* **INSTRUCTIONS TO FOLLOW**
Could you please retype all of the entries exactly as they appear?

[Point localization data]
****

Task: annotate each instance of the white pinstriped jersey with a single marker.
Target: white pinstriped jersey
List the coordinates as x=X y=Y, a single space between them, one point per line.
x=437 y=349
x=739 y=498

****

* **PROBLEM SOLUTION**
Task: annotate each instance of the white pinstriped jersey with a single marker.
Target: white pinstriped jersey
List the coordinates as x=X y=Y, a single space between them, one point per line.
x=437 y=349
x=739 y=498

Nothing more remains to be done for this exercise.